## SOURCE EXCERPT
# Tagging Pipeline - A DataFrames NLP API

The `tagging_utils.tagging_utils` api pipeline is essentially a decorator framework built on top of `transformers.pipelines` from hugging face. The additional functionality added in `tagging_utils` allows the user to process a dataframe containing columns of text data.

In [1]:
import sys
sys.path.append('..')
from nlp_utils import tagging_utils as tu
import pandas as pd

  return torch._C._cuda_getDeviceCount() > 0
  from pandas import Panel


## Sample Data 1 - Reddit Submissions

In [None]:
data = pd.read_csv('../scraped_data/wsb_comments.csv')
data.head()

In [None]:
data.isna().sum()

In [None]:
data['body'].str.len().plot.hist()

Some of the very large texts had to be clipped due to limited number of tokens. In future I hope to add an ability to dynamically chunk the text to produce chunked results.

In [None]:
long = data[data['body'].str.len() > 1500]

In [None]:
data['body'] = data['body'].str.slice(0, 500)

## Sentiment Analysis Pipeline

In [None]:
summarization = tu.tagging_pipline('summarization')
summ_df = summarization(long.sample(100), 'body')
summ_df['body_summarization'].head()

In [None]:
sentiment_pipe = tu.tagging_pipline('sentiment-analysis')  # ..., model, config, tokenizer, framework, **kwargs)
sentiment_pipe.model

In [None]:
sentiment_tags = sentiment_pipe(long.sample(100), 'body')  # ..., tag_suffix: Optional[str], file: Optional[str], *args, **kwargs)
sentiment_tags['body_sentiment']

In [None]:
many_sentiment_tags = sentiment_pipe(data, ['title', 'selftext'])
many_sentiment_tags[['title', 'selftext', 'title_sentiment', 'selftext_sentiment']]

In [None]:
ner_pipeline = tu.tagging_pipline('ner')
ner_pipeline.model

## Sample Data 2 - Reddit Comments

In [None]:
data = pd.read_csv('../comments_stream.csv')

In [None]:
ner_tags = ner_pipeline(data, 'body')
ner_tags[['body', 'body_nertag']]

In [None]:
featextr_pipe = tu.tagging_pipline('feature-extraction')
featextr_pipe.model

In [None]:
extraction_tags = featextr_pipe(data, 'body')
extraction_tags[['body', 'body_extracted']]

# Not Shown

* question-answering
* fill-mask
* summarization
* translation_en_to_fr
* translation_en_to_de
* translation_en_to_ro
* text-generation

## RECORD EXCERPTS

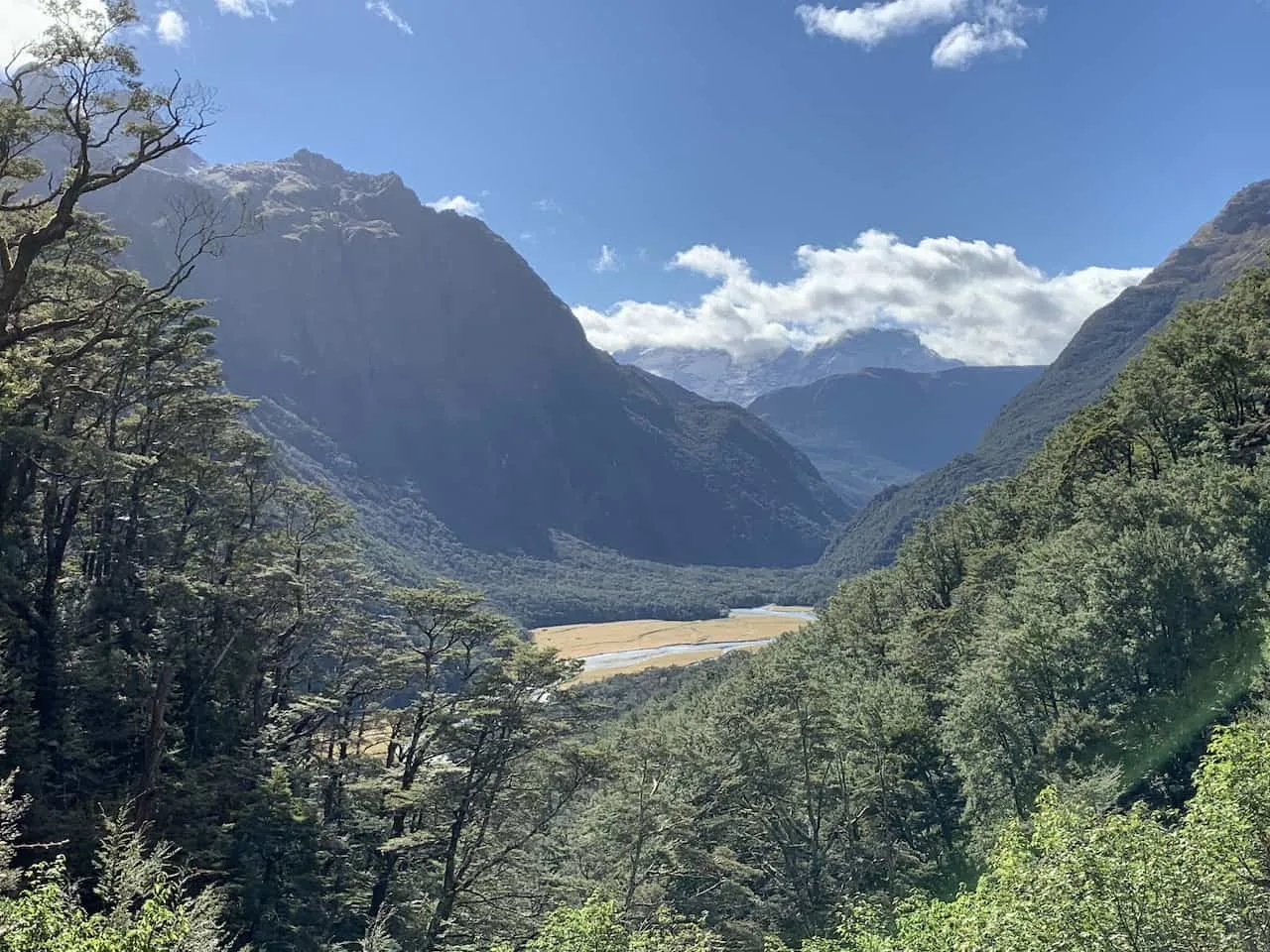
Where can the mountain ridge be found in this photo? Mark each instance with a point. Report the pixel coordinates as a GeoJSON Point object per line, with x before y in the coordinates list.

--

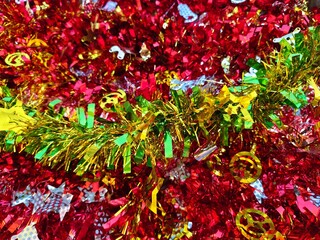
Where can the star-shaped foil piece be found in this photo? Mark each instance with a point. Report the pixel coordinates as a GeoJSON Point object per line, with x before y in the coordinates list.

==

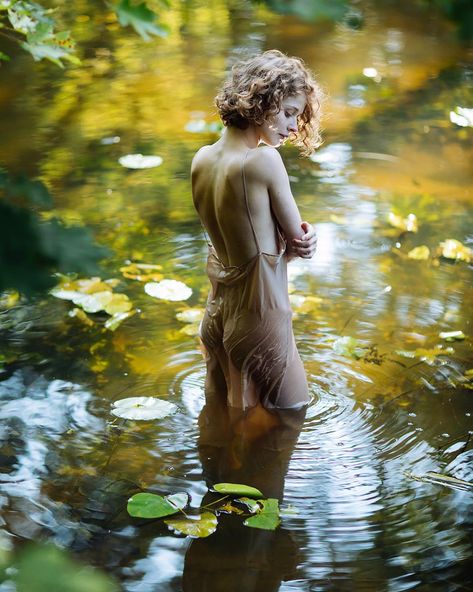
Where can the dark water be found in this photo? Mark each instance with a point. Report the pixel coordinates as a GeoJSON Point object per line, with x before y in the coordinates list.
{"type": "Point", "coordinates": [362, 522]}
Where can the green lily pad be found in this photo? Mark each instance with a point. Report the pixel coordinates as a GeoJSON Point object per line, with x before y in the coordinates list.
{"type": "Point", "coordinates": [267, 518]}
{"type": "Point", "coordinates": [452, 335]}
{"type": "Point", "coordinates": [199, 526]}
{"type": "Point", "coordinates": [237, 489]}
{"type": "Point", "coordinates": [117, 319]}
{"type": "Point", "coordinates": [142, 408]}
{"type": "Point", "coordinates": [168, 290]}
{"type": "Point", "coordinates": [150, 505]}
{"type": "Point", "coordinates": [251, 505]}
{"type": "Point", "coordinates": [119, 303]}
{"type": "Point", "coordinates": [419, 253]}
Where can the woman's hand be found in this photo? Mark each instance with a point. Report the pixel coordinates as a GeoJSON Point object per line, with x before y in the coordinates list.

## EXERCISE DIRECTIONS
Decide whether each statement agrees with the tagging pipeline page, answering yes or no and quoting the words of the page that settle it: (a) the `tagging_utils` pipeline is built on `transformers.pipelines` from hugging face; (b) the page already provides a way to dynamically chunk long texts; (c) English-to-French translation is among the tasks the page demonstrates.

## TASK ANSWER
(a) Yes: "built on top of `transformers.pipelines` from hugging face"
(b) No: "In future I hope to add an ability to dynamically chunk the text to produce chunked results."
(c) No: "translation_en_to_fr" is listed under "Not Shown".